Work task.
Go through the listing and copy each line that has the string "below" in it.
START Exercise materials
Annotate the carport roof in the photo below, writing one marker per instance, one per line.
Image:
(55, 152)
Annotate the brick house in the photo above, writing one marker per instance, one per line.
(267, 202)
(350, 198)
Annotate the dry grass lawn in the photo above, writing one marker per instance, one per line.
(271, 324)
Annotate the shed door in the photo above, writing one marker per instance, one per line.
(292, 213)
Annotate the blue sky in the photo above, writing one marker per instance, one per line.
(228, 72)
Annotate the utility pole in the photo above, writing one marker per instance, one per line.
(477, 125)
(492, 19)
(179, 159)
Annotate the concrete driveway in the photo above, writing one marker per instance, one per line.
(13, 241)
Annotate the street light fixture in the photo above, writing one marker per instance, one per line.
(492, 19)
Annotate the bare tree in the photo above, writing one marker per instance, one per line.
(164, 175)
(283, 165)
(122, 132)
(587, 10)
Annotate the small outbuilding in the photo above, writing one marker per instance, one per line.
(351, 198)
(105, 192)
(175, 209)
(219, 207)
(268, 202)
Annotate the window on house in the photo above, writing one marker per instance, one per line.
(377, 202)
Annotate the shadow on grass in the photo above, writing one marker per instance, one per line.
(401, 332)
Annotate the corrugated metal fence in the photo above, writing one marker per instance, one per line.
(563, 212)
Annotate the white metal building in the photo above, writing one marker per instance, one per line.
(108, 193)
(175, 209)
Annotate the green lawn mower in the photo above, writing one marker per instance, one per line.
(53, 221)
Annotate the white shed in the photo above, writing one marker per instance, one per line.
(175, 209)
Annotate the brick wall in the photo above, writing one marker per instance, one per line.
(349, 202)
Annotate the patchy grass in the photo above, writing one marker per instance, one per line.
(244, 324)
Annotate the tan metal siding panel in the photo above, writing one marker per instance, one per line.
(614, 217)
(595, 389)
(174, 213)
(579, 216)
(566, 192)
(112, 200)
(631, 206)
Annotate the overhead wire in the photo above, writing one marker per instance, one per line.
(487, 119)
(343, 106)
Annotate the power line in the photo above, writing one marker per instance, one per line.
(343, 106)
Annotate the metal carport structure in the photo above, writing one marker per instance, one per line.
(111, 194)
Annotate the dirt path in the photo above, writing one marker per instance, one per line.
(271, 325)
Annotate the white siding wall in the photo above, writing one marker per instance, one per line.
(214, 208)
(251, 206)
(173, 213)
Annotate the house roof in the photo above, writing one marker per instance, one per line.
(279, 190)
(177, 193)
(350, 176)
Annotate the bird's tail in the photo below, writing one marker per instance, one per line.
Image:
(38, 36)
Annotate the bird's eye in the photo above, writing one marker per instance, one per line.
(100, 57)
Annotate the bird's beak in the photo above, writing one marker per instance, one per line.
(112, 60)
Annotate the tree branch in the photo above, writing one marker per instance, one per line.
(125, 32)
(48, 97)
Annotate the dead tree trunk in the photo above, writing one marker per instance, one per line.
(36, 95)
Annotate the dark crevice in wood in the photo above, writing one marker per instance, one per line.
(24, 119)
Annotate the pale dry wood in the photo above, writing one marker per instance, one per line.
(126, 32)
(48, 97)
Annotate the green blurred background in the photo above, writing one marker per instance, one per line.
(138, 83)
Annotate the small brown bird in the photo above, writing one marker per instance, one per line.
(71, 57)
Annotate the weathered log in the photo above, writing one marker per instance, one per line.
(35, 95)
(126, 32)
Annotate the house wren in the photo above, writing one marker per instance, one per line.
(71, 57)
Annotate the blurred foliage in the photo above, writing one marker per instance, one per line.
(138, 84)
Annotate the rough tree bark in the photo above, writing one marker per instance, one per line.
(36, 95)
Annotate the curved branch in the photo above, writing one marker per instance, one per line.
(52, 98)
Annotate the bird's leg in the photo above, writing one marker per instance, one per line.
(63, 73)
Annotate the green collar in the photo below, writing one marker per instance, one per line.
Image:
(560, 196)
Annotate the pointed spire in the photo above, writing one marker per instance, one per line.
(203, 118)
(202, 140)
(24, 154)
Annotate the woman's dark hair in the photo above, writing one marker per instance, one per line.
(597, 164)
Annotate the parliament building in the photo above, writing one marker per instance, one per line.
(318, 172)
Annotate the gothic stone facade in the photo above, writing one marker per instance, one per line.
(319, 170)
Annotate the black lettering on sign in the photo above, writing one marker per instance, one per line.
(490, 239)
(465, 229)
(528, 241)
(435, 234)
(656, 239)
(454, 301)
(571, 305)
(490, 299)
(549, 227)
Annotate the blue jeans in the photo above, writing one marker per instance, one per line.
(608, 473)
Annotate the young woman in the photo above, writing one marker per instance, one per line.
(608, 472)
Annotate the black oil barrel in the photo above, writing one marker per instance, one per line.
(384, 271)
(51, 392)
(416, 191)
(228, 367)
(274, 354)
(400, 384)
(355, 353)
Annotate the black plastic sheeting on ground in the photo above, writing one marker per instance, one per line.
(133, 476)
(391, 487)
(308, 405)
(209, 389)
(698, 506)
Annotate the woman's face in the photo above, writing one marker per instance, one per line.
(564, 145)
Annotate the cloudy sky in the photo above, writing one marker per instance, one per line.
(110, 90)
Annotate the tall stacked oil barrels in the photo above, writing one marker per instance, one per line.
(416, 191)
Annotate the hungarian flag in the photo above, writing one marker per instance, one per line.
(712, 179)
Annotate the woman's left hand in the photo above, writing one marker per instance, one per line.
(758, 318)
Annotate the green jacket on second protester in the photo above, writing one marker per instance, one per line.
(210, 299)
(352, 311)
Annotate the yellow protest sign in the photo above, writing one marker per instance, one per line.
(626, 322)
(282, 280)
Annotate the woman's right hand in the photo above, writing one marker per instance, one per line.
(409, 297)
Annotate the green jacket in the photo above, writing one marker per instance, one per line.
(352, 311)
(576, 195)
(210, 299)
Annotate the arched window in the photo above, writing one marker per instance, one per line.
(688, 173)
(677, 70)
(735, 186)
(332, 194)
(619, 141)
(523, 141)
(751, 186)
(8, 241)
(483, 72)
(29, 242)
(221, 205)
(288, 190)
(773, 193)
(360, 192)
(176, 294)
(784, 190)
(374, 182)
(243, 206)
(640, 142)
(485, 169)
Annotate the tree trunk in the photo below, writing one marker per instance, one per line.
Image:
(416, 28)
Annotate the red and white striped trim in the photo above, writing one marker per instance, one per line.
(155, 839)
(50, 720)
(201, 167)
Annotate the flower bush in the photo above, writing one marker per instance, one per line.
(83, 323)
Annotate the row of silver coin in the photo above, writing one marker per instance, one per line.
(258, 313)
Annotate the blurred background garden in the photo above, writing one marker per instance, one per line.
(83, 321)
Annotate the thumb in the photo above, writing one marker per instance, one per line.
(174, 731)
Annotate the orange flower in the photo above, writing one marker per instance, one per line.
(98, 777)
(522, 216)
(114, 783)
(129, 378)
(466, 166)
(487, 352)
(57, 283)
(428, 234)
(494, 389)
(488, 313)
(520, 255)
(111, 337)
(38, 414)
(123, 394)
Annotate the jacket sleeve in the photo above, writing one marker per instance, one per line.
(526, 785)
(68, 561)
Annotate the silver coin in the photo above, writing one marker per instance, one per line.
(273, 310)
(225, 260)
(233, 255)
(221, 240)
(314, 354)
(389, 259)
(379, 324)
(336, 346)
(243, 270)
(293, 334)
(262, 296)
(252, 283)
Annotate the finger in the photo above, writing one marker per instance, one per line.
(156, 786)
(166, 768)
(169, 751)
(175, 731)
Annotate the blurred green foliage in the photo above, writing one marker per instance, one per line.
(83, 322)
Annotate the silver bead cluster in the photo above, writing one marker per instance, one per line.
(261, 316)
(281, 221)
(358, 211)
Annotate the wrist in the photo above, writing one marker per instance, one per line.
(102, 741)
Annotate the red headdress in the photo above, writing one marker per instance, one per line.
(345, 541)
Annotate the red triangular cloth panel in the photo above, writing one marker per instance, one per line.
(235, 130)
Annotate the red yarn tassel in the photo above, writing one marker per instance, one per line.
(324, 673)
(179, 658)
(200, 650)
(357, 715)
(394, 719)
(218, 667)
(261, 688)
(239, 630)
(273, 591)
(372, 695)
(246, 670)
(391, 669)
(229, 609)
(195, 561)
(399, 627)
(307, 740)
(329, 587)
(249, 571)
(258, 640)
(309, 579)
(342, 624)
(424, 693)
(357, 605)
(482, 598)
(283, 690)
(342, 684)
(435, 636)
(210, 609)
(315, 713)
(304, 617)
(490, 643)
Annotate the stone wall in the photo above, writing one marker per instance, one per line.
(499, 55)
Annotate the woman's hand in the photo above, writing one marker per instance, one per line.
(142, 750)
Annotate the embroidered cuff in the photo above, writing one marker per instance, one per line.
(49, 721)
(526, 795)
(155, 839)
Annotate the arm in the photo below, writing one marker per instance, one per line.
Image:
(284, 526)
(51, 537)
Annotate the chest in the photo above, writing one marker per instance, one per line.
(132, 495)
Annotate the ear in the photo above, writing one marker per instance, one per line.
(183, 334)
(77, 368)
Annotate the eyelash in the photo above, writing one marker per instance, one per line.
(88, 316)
END Exercise materials
Reply.
Annotate the carport roof in the photo below, writing one marker per instance, one per line.
Annotate the bird's tail in the photo below, writing one marker per instance, one per line.
Annotate the green collar in the photo below, writing one marker per instance, one per line.
Annotate the tree trunk in the photo below, writing one marker per instance, one per line.
Annotate the arm in the photo below, writing one marker per instance, one per line.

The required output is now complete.